* [About this exercise] Would you set down every line of the data below exactly as it reads?

* [Provided entries]
□ □ □ □

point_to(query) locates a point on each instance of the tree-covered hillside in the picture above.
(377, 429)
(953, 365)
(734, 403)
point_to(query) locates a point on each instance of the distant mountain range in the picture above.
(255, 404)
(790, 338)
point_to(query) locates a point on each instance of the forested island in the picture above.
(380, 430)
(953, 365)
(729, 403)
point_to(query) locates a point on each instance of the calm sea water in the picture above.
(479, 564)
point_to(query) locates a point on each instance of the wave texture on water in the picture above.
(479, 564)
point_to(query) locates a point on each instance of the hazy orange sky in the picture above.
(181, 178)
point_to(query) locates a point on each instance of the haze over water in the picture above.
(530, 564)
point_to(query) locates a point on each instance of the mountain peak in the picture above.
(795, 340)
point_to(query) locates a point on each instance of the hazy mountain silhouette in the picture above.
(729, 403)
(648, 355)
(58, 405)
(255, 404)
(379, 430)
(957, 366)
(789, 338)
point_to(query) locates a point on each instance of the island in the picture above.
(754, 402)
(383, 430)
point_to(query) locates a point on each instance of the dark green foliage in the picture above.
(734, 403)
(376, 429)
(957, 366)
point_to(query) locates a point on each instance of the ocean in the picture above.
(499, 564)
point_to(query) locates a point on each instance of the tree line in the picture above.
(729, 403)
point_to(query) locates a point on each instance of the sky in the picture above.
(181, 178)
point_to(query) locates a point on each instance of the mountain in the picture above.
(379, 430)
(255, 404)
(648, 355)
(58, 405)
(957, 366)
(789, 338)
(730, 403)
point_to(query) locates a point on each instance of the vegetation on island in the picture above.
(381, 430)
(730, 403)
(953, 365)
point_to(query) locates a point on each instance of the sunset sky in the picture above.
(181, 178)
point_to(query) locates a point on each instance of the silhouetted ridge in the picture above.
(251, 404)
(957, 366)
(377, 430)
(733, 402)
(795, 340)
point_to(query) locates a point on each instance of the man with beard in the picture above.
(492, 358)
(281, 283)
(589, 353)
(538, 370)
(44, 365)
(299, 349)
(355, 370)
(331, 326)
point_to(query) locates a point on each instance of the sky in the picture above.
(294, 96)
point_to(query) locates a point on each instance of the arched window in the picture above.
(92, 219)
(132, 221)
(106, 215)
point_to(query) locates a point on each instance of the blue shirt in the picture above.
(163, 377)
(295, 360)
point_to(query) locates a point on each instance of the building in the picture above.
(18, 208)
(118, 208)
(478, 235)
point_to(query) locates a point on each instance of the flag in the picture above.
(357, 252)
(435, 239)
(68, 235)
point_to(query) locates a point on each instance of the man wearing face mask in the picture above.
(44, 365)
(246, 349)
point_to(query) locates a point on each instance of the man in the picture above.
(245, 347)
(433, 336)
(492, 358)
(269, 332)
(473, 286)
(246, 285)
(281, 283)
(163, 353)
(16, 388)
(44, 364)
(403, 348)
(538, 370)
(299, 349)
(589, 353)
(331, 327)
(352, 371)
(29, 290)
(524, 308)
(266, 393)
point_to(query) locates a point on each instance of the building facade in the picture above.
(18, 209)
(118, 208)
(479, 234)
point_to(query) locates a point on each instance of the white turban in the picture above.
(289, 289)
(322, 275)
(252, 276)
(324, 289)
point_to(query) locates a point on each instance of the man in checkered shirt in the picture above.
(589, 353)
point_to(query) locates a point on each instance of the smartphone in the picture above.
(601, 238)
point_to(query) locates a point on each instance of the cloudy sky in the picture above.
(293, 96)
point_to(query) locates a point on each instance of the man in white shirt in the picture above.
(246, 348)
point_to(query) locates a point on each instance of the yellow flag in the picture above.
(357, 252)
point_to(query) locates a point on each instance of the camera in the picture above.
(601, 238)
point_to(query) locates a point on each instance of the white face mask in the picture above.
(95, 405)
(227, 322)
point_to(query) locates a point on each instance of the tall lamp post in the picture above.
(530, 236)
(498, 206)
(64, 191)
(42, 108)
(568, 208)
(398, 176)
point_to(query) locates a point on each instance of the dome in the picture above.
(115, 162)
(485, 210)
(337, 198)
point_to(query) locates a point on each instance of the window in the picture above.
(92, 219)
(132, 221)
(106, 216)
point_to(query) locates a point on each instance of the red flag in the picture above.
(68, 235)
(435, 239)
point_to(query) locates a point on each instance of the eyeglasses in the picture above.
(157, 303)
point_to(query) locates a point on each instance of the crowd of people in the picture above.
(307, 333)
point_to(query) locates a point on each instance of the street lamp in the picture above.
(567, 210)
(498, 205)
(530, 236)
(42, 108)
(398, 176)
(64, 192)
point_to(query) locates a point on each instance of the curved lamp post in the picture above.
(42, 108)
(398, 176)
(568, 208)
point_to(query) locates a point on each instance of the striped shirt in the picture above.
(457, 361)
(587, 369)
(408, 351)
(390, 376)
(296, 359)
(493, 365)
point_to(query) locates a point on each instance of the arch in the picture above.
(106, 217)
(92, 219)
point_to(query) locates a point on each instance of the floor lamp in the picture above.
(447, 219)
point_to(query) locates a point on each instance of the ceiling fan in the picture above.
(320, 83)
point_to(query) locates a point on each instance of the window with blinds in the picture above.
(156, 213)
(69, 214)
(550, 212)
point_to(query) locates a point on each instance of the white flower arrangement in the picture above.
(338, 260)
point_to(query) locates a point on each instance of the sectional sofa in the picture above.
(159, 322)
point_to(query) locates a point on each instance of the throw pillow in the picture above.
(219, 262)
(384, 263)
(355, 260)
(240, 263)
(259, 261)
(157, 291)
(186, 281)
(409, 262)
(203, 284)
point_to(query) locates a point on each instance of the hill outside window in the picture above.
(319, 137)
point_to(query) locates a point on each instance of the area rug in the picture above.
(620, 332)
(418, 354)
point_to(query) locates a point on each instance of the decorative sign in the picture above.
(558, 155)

□ □ □ □

* [Written answer]
point_to(query) locates a point on each instance of the tree-covered hillside in the picture above.
(377, 429)
(953, 365)
(734, 403)
point_to(query) locates a point on each instance of the distant mountain range in the picture above.
(255, 404)
(790, 338)
point_to(query) locates a point on each instance of the forested island in the picture above.
(380, 430)
(953, 365)
(729, 403)
point_to(query) locates a point on each instance of the calm sea water in the picture above.
(479, 564)
point_to(query) locates a point on each instance of the wave texture on water in the picture above.
(479, 564)
point_to(query) locates a point on each instance of the hazy orange sky in the picture above.
(181, 178)
point_to(query) locates a point on each instance of the haze over water in the picture above.
(530, 564)
point_to(query) locates a point on each instance of the mountain peak in the picture above.
(795, 340)
point_to(query) locates a point on each instance of the hazy mountain silhouette in the picture above.
(729, 403)
(648, 355)
(58, 405)
(255, 404)
(379, 430)
(957, 366)
(789, 338)
point_to(query) locates a point on each instance of the island in the picture above.
(754, 402)
(383, 430)
point_to(query) locates a point on each instance of the dark green foliage in the picture above.
(734, 403)
(376, 429)
(957, 366)
point_to(query) locates a point on each instance of the ocean in the picture above.
(499, 564)
point_to(query) locates a point on each instance of the tree line in the picture above.
(729, 403)
point_to(query) locates a point on each instance of the sky in the picture above.
(181, 178)
point_to(query) locates a point on each instance of the mountain in the picture above.
(379, 430)
(255, 404)
(648, 355)
(58, 405)
(957, 366)
(789, 338)
(730, 403)
point_to(query) locates a point on each instance of the vegetation on island in the picture above.
(381, 430)
(730, 403)
(953, 365)
point_to(query) locates a point on each instance of the sunset sky in the picture above.
(181, 178)
point_to(query) locates a point on each instance of the silhouetted ridge in the picture above.
(251, 404)
(957, 366)
(377, 430)
(733, 402)
(795, 340)
point_to(query) locates a point on each instance of the man with beard in the picture above.
(492, 358)
(281, 283)
(589, 353)
(538, 370)
(44, 365)
(299, 349)
(355, 370)
(331, 326)
point_to(query) locates a point on each instance of the sky in the picture above.
(294, 96)
point_to(query) locates a point on each instance of the arched window in the picture above.
(92, 219)
(132, 221)
(106, 215)
point_to(query) locates a point on each instance of the blue shirt in the picture above.
(163, 377)
(295, 360)
point_to(query) locates a point on each instance of the building in the picture above.
(18, 208)
(118, 208)
(478, 235)
point_to(query) locates a point on each instance of the flag in the picture above.
(357, 252)
(435, 239)
(68, 235)
point_to(query) locates a point on each instance of the man wearing face mask in the picture above.
(44, 365)
(246, 349)
point_to(query) locates a point on each instance of the man in the picture above.
(245, 347)
(433, 336)
(492, 358)
(269, 332)
(473, 286)
(246, 285)
(281, 283)
(163, 353)
(16, 388)
(44, 364)
(403, 348)
(538, 370)
(299, 349)
(589, 353)
(331, 327)
(352, 371)
(29, 290)
(524, 308)
(266, 393)
point_to(query) locates a point on each instance of the building facade in the picture above.
(18, 209)
(118, 208)
(479, 234)
point_to(query) locates a point on each instance of the white turban in the picture above.
(289, 289)
(322, 275)
(252, 276)
(324, 289)
point_to(query) locates a point on each instance of the man in checkered shirt in the picture above.
(589, 353)
point_to(query) locates a point on each instance of the smartphone in the picture above.
(601, 238)
point_to(query) locates a point on each instance of the cloudy sky in the picture above.
(293, 96)
point_to(query) locates a point on each instance of the man in white shirt in the picture above.
(246, 348)
point_to(query) locates a point on each instance of the yellow flag in the picture above.
(357, 252)
point_to(query) locates a point on each instance of the camera in the picture above.
(601, 238)
point_to(query) locates a point on each instance of the white face mask in the picture above.
(95, 405)
(227, 322)
point_to(query) locates a point on each instance of the tall lamp post in the picture above.
(530, 236)
(498, 206)
(64, 191)
(42, 108)
(568, 208)
(398, 176)
point_to(query) locates a point on each instance of the dome in the picture above.
(115, 162)
(485, 210)
(337, 198)
point_to(query) locates a point on each instance of the window in the picture above.
(92, 219)
(132, 221)
(106, 216)
point_to(query) locates a point on each instance of the red flag in the picture above.
(68, 235)
(435, 239)
point_to(query) locates a point on each instance of the eyeglasses in the picture above.
(157, 303)
point_to(query) locates a point on each instance of the crowd of people in the picture above.
(307, 333)
point_to(query) locates a point on each instance of the street lamp in the picture above.
(567, 210)
(498, 205)
(530, 236)
(42, 108)
(398, 176)
(64, 192)
point_to(query) locates a point on each instance of the curved lamp post in the picture above.
(42, 108)
(398, 176)
(568, 208)
point_to(query) locates a point on each instance of the striped shirt in the picture above.
(457, 361)
(587, 369)
(408, 351)
(390, 376)
(296, 359)
(493, 365)
point_to(query) locates a point on each instance of the arch in the picture above.
(106, 217)
(92, 219)
point_to(query) locates a point on each instance of the floor lamp in the picture above.
(447, 219)
point_to(query) locates a point on each instance of the ceiling fan in the picture above.
(320, 83)
point_to(query) locates a point on each instance of the window with blinds in the picture above.
(156, 213)
(69, 214)
(550, 212)
point_to(query) locates a point on each instance of the white flower arrangement in the picture above.
(338, 260)
point_to(query) locates a point on each instance of the sectional sofa in the picture above.
(159, 322)
point_to(query) locates a point on each instance of the throw pillow in the picture above.
(219, 262)
(384, 263)
(355, 260)
(240, 263)
(259, 261)
(157, 291)
(186, 281)
(409, 262)
(203, 284)
point_to(query) locates a point on each instance of the hill outside window in the picture above.
(319, 137)
point_to(query) locates a point on each instance of the area rug in the picture above.
(620, 332)
(418, 354)
point_to(query) locates a point on each instance of the decorative sign in the picture above.
(558, 155)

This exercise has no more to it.